Records excerpted from a collection:

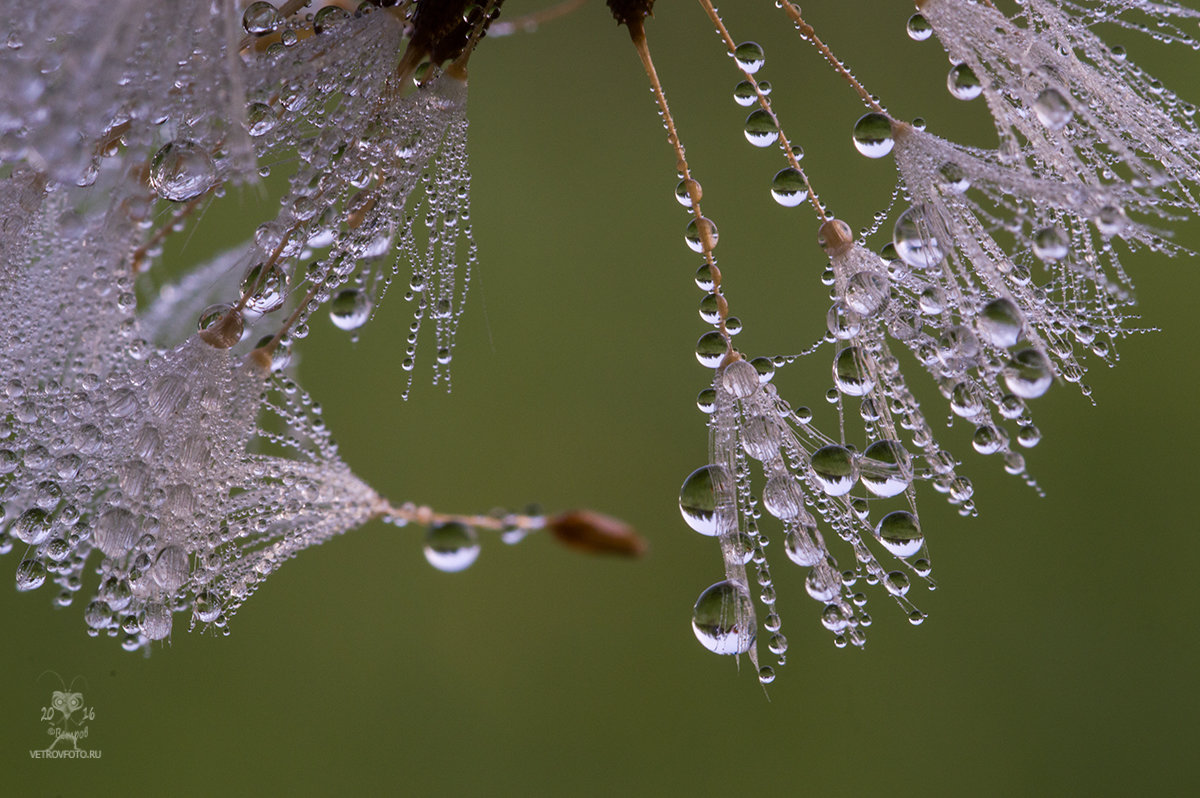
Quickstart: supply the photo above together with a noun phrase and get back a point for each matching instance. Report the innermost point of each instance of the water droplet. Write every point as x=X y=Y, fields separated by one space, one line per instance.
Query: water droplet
x=1029 y=373
x=33 y=527
x=1000 y=323
x=760 y=129
x=707 y=501
x=701 y=234
x=265 y=292
x=259 y=119
x=711 y=349
x=954 y=178
x=867 y=293
x=897 y=583
x=259 y=18
x=1053 y=109
x=749 y=57
x=329 y=18
x=349 y=310
x=739 y=379
x=873 y=135
x=963 y=83
x=181 y=171
x=915 y=241
x=724 y=618
x=684 y=191
x=851 y=373
x=899 y=532
x=30 y=575
x=745 y=94
x=451 y=547
x=787 y=187
x=834 y=469
x=919 y=28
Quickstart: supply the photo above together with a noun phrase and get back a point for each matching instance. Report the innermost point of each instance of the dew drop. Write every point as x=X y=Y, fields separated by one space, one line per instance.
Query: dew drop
x=851 y=373
x=1053 y=109
x=259 y=119
x=1000 y=323
x=451 y=547
x=181 y=171
x=711 y=349
x=834 y=469
x=701 y=234
x=745 y=94
x=706 y=501
x=723 y=618
x=749 y=57
x=873 y=135
x=760 y=129
x=918 y=28
x=349 y=310
x=1029 y=373
x=787 y=187
x=885 y=468
x=963 y=83
x=899 y=532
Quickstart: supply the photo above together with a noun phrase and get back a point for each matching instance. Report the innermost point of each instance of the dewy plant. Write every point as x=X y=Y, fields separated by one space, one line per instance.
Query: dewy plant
x=184 y=462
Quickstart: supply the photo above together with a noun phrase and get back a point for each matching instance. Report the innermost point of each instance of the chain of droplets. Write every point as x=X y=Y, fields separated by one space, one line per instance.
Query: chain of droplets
x=747 y=421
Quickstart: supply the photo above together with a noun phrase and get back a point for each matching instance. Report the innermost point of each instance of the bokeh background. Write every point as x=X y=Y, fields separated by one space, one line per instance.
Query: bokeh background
x=1060 y=654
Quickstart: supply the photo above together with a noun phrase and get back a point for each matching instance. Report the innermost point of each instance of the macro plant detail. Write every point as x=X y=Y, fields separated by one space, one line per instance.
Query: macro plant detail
x=166 y=442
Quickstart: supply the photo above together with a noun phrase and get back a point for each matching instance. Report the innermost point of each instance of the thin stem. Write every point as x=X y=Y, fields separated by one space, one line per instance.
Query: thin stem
x=637 y=34
x=809 y=35
x=765 y=103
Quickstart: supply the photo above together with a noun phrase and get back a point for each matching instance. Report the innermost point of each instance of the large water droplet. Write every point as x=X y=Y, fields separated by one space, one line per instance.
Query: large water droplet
x=1000 y=323
x=749 y=57
x=181 y=171
x=707 y=501
x=834 y=469
x=349 y=310
x=1029 y=373
x=919 y=28
x=760 y=129
x=899 y=532
x=451 y=547
x=711 y=349
x=851 y=373
x=963 y=83
x=867 y=293
x=873 y=135
x=724 y=618
x=1053 y=109
x=885 y=468
x=787 y=187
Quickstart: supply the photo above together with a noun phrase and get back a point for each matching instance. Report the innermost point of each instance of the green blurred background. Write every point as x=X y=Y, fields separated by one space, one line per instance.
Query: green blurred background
x=1060 y=653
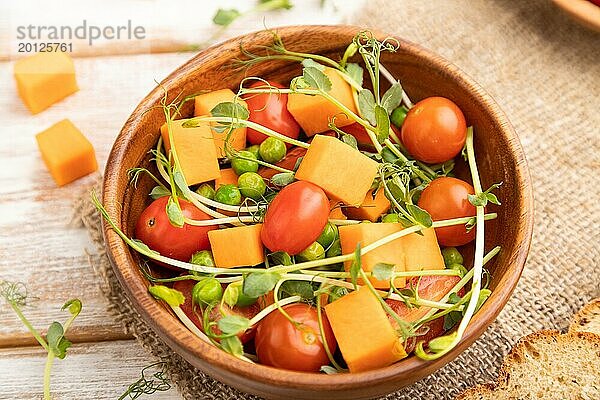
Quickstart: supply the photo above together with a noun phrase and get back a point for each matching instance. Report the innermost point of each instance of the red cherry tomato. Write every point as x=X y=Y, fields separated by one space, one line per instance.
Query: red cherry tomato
x=295 y=218
x=217 y=312
x=270 y=110
x=281 y=344
x=155 y=230
x=446 y=198
x=434 y=130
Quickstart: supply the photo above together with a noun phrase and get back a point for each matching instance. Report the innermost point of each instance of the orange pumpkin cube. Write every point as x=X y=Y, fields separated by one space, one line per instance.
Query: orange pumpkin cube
x=343 y=172
x=195 y=150
x=363 y=331
x=45 y=78
x=68 y=154
x=313 y=113
x=237 y=247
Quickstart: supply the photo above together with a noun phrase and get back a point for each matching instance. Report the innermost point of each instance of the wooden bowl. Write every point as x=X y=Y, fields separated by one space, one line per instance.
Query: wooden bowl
x=422 y=73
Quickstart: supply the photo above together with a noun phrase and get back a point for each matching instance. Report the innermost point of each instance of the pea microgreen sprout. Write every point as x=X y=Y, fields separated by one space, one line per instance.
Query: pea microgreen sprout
x=55 y=342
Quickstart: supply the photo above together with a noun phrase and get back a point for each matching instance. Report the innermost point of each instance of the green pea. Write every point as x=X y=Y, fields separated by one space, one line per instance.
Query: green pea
x=245 y=300
x=229 y=194
x=207 y=291
x=336 y=293
x=398 y=116
x=206 y=190
x=335 y=249
x=390 y=218
x=460 y=268
x=203 y=257
x=252 y=185
x=313 y=252
x=272 y=150
x=254 y=149
x=329 y=234
x=243 y=162
x=452 y=256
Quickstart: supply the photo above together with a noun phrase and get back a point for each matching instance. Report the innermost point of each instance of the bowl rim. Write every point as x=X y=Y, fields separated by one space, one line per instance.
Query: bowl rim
x=177 y=335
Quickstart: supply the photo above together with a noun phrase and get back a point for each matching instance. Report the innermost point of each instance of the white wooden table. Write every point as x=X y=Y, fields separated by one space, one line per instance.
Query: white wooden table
x=41 y=249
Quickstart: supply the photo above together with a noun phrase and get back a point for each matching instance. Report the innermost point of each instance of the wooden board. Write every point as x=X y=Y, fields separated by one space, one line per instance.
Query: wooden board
x=88 y=372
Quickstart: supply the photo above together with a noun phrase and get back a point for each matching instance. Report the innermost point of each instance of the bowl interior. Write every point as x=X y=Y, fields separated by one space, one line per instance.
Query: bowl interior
x=499 y=157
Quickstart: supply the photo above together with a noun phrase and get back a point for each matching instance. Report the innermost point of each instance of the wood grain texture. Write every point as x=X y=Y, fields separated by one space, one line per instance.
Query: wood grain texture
x=89 y=372
x=37 y=244
x=500 y=158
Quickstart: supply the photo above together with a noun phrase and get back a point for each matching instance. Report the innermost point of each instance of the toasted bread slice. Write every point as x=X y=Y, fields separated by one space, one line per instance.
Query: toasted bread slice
x=546 y=365
x=587 y=319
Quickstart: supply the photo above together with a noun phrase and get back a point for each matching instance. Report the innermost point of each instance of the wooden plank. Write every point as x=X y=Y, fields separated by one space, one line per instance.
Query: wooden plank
x=90 y=371
x=37 y=245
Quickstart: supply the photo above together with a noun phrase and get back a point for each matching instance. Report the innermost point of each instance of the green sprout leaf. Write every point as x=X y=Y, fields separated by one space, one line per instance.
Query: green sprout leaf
x=356 y=266
x=56 y=340
x=383 y=271
x=259 y=283
x=316 y=79
x=392 y=97
x=282 y=179
x=233 y=345
x=355 y=72
x=366 y=105
x=382 y=120
x=172 y=297
x=159 y=191
x=225 y=17
x=174 y=213
x=233 y=324
x=303 y=289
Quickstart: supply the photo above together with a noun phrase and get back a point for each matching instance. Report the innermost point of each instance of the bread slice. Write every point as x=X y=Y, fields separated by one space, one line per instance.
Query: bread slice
x=546 y=365
x=587 y=319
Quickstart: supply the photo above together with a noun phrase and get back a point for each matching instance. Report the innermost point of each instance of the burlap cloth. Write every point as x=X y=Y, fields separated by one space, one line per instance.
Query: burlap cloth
x=544 y=71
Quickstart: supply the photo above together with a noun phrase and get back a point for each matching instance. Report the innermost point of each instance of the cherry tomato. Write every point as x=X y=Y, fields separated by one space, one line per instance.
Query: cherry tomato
x=155 y=230
x=195 y=314
x=446 y=198
x=434 y=130
x=270 y=110
x=295 y=218
x=281 y=344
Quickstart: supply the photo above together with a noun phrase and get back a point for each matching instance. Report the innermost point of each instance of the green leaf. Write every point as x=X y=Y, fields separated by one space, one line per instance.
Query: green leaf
x=257 y=284
x=233 y=324
x=172 y=297
x=280 y=258
x=420 y=215
x=232 y=345
x=174 y=213
x=282 y=179
x=225 y=17
x=392 y=97
x=350 y=141
x=74 y=307
x=356 y=265
x=309 y=62
x=383 y=271
x=56 y=340
x=303 y=289
x=355 y=72
x=180 y=181
x=316 y=79
x=231 y=294
x=144 y=247
x=158 y=192
x=382 y=121
x=366 y=105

THE PROBLEM:
Exact duplication is required for the lines above, from the line that contains "the dew drop." to the line that contains "of the dewy", inclusive; omit all others.

ANSWER AREA:
Quickstart: supply the photo above together with a noun phrase and get back a point for each matching instance. Report the innermost point of each instance of the dew drop. Write every point as x=X y=Y, fields separated by one space, one line per instance.
Query: dew drop
x=851 y=373
x=1053 y=109
x=259 y=119
x=1000 y=323
x=451 y=547
x=181 y=171
x=711 y=349
x=834 y=469
x=701 y=234
x=745 y=94
x=706 y=501
x=723 y=618
x=749 y=57
x=873 y=135
x=760 y=129
x=918 y=28
x=349 y=310
x=1029 y=373
x=787 y=187
x=885 y=468
x=963 y=83
x=899 y=532
Quickstart: supply the photo above together with a noun phrase and get back a point for each matching instance. Report the innermost point of each instance of the dewy plant. Write every point as x=X y=Y, fields separated by one space, one line per instance.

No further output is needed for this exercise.